**The task:** According to the chicken soup recipe, what nickname does this soup live up to?

**Document segment:**

..............................

Give your leftover roast chicken a new life with this savory mixture of tender vegetables, fragrant herbs, and rich, homemade stock. It’s also perfect for using up any vegetable odds and ends that are languishing in your refrigerator: you can really go all-out and add a lot of different vegetables according to your taste. Theoretically, you could make this soup entirely from leftovers, but the result is so delicious that you’ll likely find yourself buying another chicken just to make some more!
If you’re making a chicken especially for the soup, it’s the perfect opportunity to make your own stock as well. You could always buy stock at the store, but homemade stock is so much cheaper and more nutritious, and if you have a chicken anyway, you have all the ingredients right on hand. Just toss the whole chicken into a big stock pot to simmer in 2-3 quarts of water for about an hour. Add some fresh herbs and spices (thyme, bay leaves, and peppercorns are good), and a few vegetables if you like. Once the meat is cooked through, cut it off and save it in the fridge while you use the chicken bones to make some homemade stock. If you’ve never made your own stock before, you’ll be amazed at the difference in taste.
The traditional reason for making chicken soup is as comfort food when you’re sick, and this recipe definitely lives up to its nickname as “Jewish penicillin.” First of all, it’s packed with vegetables, and they’re so soft and tender from cooking the soup that they’re easy to get down even on an upset stomach. And then there’s the stock itself – if you make bone broth at home, it’s full of the good stuff. The minerals and electrolytes are perfect for anyone who’s been throwing up, and the gut-healing proteins in the broth help sooth your stomach and reduce inflammation.
It’s a comfort food that’s also good for you: what could be better? Serve it with a salad, a baked sweet potato, or a simple egg dish like a frittata or a quiche for a full meal, or just enjoy a bowl plain on its own as a delicious and nourishing snack.
Chicken and Vegetable Soup Recipe
Protein: 10g / %
Carbs: 11g / %
Fat: 5g / %
Values are per portion. These are for information only & are not meant to be exact calculations.

..............................

**Extracted entries:**
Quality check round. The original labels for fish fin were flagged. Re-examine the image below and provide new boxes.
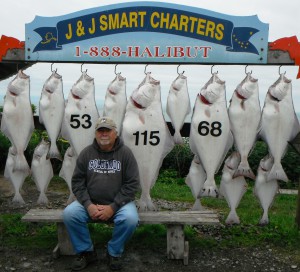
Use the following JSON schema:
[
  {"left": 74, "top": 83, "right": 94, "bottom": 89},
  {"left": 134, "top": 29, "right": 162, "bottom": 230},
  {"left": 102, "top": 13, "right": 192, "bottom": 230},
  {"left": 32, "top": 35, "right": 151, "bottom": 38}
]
[
  {"left": 139, "top": 111, "right": 145, "bottom": 125},
  {"left": 198, "top": 180, "right": 220, "bottom": 198},
  {"left": 259, "top": 211, "right": 269, "bottom": 226},
  {"left": 267, "top": 163, "right": 289, "bottom": 182},
  {"left": 12, "top": 193, "right": 25, "bottom": 205},
  {"left": 47, "top": 142, "right": 62, "bottom": 161},
  {"left": 37, "top": 192, "right": 49, "bottom": 204},
  {"left": 289, "top": 116, "right": 300, "bottom": 141},
  {"left": 233, "top": 162, "right": 255, "bottom": 180},
  {"left": 225, "top": 210, "right": 240, "bottom": 225},
  {"left": 67, "top": 192, "right": 76, "bottom": 204},
  {"left": 173, "top": 131, "right": 183, "bottom": 145},
  {"left": 13, "top": 153, "right": 30, "bottom": 171}
]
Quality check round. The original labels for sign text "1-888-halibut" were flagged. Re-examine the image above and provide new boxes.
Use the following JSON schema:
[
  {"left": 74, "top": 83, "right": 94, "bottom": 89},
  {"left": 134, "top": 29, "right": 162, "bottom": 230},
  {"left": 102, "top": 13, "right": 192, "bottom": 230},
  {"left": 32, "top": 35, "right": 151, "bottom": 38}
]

..............................

**Solution to this exercise:** "Jewish penicillin."